**Task directions**. Give back the full material exactly. Omit no line.

**Supplied data**.
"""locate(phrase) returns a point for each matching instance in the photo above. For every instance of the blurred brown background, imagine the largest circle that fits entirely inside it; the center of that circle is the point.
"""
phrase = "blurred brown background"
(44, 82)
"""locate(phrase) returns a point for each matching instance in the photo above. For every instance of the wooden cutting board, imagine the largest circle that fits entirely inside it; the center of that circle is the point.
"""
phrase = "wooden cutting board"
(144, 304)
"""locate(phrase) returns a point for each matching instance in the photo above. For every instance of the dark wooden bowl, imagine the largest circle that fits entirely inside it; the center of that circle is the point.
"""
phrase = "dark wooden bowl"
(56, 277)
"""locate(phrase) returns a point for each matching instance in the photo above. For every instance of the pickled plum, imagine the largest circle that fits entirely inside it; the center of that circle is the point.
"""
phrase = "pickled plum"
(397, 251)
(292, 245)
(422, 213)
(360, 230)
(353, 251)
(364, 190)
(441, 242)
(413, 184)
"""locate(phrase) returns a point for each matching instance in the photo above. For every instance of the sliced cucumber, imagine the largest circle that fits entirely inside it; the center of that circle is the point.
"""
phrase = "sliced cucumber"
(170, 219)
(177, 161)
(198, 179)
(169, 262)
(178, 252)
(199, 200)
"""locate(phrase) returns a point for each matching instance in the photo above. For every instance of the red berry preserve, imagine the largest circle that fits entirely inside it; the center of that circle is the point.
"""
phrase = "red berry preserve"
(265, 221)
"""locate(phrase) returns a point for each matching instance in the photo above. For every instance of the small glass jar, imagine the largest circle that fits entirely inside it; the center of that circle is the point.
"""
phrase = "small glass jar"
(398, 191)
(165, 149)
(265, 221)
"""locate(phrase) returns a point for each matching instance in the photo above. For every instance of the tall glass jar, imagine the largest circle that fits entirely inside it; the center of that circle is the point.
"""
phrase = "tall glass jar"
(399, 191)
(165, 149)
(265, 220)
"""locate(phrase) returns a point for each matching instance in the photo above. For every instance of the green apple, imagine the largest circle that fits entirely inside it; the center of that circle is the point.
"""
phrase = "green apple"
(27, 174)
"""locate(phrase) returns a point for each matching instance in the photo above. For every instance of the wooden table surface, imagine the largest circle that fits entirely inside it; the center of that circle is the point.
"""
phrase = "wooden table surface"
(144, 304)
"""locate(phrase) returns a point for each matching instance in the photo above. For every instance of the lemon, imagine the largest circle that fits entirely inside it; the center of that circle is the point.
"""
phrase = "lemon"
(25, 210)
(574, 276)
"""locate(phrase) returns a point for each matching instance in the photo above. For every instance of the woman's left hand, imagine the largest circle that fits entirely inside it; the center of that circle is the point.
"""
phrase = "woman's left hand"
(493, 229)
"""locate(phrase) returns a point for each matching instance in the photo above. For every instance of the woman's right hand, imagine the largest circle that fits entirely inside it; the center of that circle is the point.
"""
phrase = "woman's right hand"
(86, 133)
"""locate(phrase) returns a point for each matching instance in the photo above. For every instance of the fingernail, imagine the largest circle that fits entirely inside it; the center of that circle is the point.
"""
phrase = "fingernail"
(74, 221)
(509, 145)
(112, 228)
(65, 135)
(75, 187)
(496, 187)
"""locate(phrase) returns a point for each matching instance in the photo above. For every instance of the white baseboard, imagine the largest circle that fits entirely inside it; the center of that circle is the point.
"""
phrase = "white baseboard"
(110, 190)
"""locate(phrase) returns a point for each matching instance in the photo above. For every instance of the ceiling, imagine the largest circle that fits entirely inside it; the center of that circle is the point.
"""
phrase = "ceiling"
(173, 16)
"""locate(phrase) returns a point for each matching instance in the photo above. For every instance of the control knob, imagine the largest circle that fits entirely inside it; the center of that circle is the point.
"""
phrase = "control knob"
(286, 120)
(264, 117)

**The answer**.
"""locate(phrase) returns a point for each matching instance in the photo above. For every instance of the blurred brown background, imagine the largest circle that fits entirely inside it; the center of that circle is the point.
"""
phrase = "blurred brown background"
(44, 82)
"""locate(phrase) returns a point for each matching instance in the photo above. For every instance of the wooden cutting board, imagine the largest circle that fits entirely inside it; the center of that circle is the point.
"""
phrase = "wooden cutting board"
(144, 304)
"""locate(phrase) returns a point for each matching instance in the photo above. For every instance of the dark wooden bowl, imagine the largest circle that fits entirely inside it; the center of that circle is the point.
"""
phrase = "dark wooden bowl"
(56, 277)
"""locate(phrase) returns a point for each matching instance in the photo above. For every instance of the pickled plum, imagine the largest circle that fits entirely inside it; the center of that circle is the point.
"""
phrase = "pickled plum"
(397, 251)
(292, 245)
(422, 213)
(360, 230)
(353, 251)
(364, 190)
(441, 242)
(413, 184)
"""locate(phrase) returns a point for each matching instance in the photo above. For every instance of the sliced cucumber, imagine the largest circle that fits entirely inside it; the center of that circle is the point.
"""
phrase = "sliced cucumber"
(170, 219)
(177, 161)
(198, 179)
(169, 262)
(178, 252)
(199, 200)
"""locate(phrase) returns a point for each matching instance in the photo above. For every instance of the red berry preserve, imagine the largest circle that fits entirely inside it; the center of that circle is the point.
"""
phrase = "red berry preserve"
(265, 221)
"""locate(phrase) returns a point for each matching instance in the photo above. For every instance of the small glass jar, imagine the largest circle that fits entirely inside it; the center of that circle is the point.
"""
phrase = "small glass jar"
(398, 191)
(165, 149)
(265, 221)
"""locate(phrase) returns a point for each matching instance in the photo above. For every instance of the tall glass jar, imagine the largest circle that fits entirely inside it; the center of that circle is the point.
"""
phrase = "tall glass jar"
(399, 191)
(165, 149)
(265, 220)
"""locate(phrase) returns a point for each matching instance in the photo above. For every instance of the green apple, imagine the largest circle that fits entirely inside it; the center of that circle is the point.
"""
phrase = "green apple"
(27, 174)
"""locate(phrase) returns a point for each matching instance in the photo above. For every instance of the wooden table surface, imagine the largest circle that fits entirely inside it; the center of that circle is the point.
"""
phrase = "wooden table surface"
(144, 304)
"""locate(phrase) returns a point for each matching instance in the photo above. For every instance of the lemon, imagine the largest circle that fits entirely inside it; the center of that circle is the point.
"""
phrase = "lemon"
(25, 210)
(574, 276)
"""locate(phrase) returns a point for each matching instance in the photo above. For every instance of the woman's left hand, imagine the largest circle that fits entirely inside it; the center of that circle is the point.
"""
phrase = "woman's left hand"
(493, 229)
"""locate(phrase) returns a point for each matching instance in the photo above. For every instance of the woman's right hand, imagine the largest circle that fits entirely inside it; the center of that circle is the point.
"""
phrase = "woman's right hand"
(86, 133)
"""locate(phrase) returns a point for each matching instance in the photo above. For every instance of the fingernail, imagine the largest circle that fits entirely inside it; the center of that circle is the point.
"""
phrase = "fingernail"
(74, 221)
(509, 145)
(112, 228)
(65, 135)
(75, 187)
(496, 187)
"""locate(phrase) returns a point for each matching instance in the photo above. For every instance of the white baseboard, imagine the largest circle that fits entirely inside it; the center of that circle is the point.
"""
phrase = "white baseboard"
(110, 190)
"""locate(phrase) returns a point for each matching instance in the photo above. For every instance of the ceiling, imagine the largest circle that fits entirely inside it; the center of that circle is the point.
"""
phrase = "ceiling"
(173, 16)
"""locate(phrase) returns a point for each matching instance in the photo above. For every instance of the control knob, imagine the largest circle that fits entirely inside it; the center of that circle is the point.
"""
phrase = "control knob"
(286, 120)
(264, 117)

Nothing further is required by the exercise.